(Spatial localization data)
....................

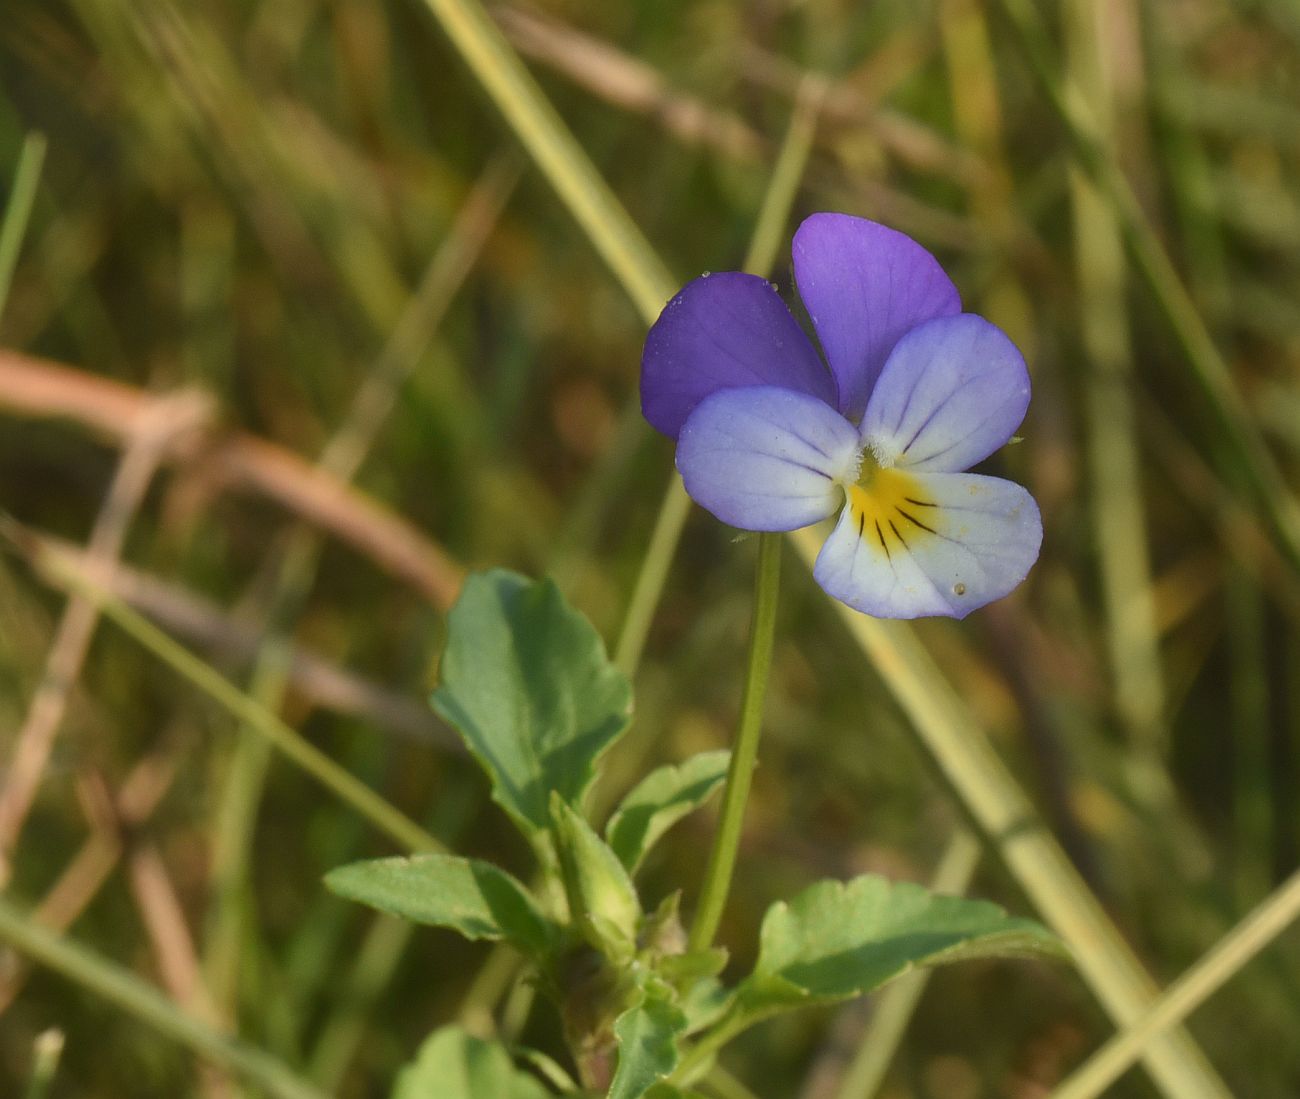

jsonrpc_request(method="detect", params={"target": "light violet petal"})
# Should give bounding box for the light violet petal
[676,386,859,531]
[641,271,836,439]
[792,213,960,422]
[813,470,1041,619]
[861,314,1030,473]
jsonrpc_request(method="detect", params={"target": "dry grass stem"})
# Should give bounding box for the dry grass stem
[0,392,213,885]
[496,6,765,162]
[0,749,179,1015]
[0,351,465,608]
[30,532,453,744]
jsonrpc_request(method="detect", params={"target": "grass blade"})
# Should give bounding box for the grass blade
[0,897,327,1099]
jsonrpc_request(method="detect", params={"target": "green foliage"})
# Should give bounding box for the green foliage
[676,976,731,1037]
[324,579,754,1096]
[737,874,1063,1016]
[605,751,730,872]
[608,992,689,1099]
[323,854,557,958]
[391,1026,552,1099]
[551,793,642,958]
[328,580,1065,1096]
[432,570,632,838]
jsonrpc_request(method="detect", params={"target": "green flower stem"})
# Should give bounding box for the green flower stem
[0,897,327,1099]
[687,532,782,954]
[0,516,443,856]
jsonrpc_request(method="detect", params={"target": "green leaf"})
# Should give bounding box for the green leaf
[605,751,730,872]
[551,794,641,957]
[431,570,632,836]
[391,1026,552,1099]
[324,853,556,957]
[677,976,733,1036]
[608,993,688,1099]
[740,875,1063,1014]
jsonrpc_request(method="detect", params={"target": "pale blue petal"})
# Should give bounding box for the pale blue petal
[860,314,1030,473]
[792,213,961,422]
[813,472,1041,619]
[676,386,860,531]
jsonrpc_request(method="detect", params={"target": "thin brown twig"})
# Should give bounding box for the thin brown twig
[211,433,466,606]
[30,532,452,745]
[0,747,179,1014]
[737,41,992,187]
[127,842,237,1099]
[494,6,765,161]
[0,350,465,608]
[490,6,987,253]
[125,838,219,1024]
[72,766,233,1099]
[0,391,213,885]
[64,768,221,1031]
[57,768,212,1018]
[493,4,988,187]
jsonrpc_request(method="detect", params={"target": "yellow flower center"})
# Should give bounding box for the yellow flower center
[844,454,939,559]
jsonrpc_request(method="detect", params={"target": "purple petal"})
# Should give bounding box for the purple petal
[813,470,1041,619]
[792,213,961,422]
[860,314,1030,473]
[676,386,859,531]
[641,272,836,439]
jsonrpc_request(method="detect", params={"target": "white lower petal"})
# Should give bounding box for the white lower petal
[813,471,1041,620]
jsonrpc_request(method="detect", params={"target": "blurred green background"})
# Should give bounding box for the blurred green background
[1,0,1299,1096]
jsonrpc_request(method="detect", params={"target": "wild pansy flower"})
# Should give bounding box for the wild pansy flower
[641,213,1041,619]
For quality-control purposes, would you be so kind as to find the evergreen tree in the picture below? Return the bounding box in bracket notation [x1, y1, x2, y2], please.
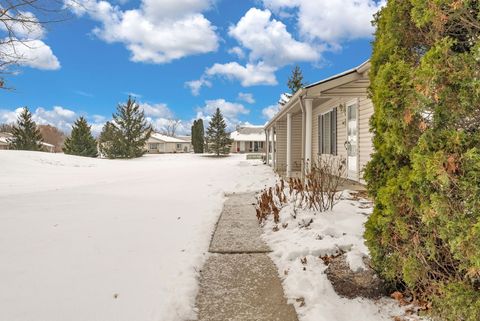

....................

The pictures stay out; copy the rest of the data word for word.

jsonrpc_request(method="detect", params={"target": "light violet petal"})
# Should give bounding box for the light violet petal
[676,386,859,531]
[641,271,836,439]
[792,213,960,422]
[813,470,1041,619]
[861,314,1030,473]
jsonrpc_request(method="detect", params={"target": "dry grass stem"})
# Should give bounding box for the dry grass stem
[0,392,213,885]
[496,6,765,162]
[0,749,179,1015]
[0,351,465,608]
[30,532,453,744]
jsonrpc_request(method="detect", params={"target": "grass blade"})
# Should give bounding box for the grass blade
[0,897,327,1099]
jsonrpc_request(method="detect", params={"target": "green foliage"})
# Should give bounding box for the green foliage
[676,976,731,1037]
[324,579,754,1096]
[737,874,1063,1016]
[605,751,730,872]
[608,992,689,1099]
[323,854,557,958]
[391,1026,552,1099]
[551,793,642,958]
[328,580,1065,1096]
[432,570,632,838]
jsonrpc_request(method="detect", params={"target": "green flower stem"})
# Should give bounding box for the green flower stem
[0,897,327,1099]
[687,532,782,954]
[0,516,443,856]
jsonrpc_request(method="detect", params={"target": "green leaf"})
# Should give bounding box for the green leaf
[605,751,730,872]
[551,794,641,957]
[431,570,632,836]
[391,1026,552,1099]
[324,853,556,957]
[677,976,733,1036]
[608,993,688,1099]
[740,875,1063,1014]
jsonrpc_request(method="detect", params={"target": "pale blue petal"})
# Should give bounding box for the pale blue petal
[860,314,1030,473]
[792,213,961,422]
[813,472,1041,619]
[676,386,860,531]
jsonrpc_request(method="detect", params={"target": "thin brown twig"})
# Should give bounding box for the thin brown twig
[211,433,466,606]
[30,532,452,745]
[0,747,179,1014]
[737,41,992,187]
[127,842,237,1099]
[494,6,765,161]
[0,350,465,608]
[490,6,987,253]
[125,838,219,1024]
[72,766,233,1099]
[0,391,213,885]
[64,768,221,1031]
[57,768,212,1018]
[493,4,988,187]
jsonrpc_request(method="detect", params={"target": "yellow flower center"})
# Should give bounding box for the yellow flower center
[844,454,939,559]
jsonrpc_request(method="detect", params={"target": "purple petal"})
# Should give bounding box for the purple petal
[813,470,1041,619]
[792,213,961,422]
[860,314,1030,473]
[676,386,859,531]
[641,272,836,439]
jsonrpc_request(method="detect", params={"target": "white lower petal"})
# Should give bounding box for the white lower petal
[813,471,1041,620]
jsonrpc_request(method="detect", params={"target": "blurred green background"})
# Should give bounding box for the blurred green background
[1,0,1299,1096]
jsonrpc_request(method="detect", params={"target": "wild pansy flower"})
# Should give bounding box for the wild pansy flower
[641,213,1041,619]
For quality-control purposes, would you be so kind as to find the evergreen tree in the picture below? Return the bounding box in bracket notation [x1, y1, x2, y2], please.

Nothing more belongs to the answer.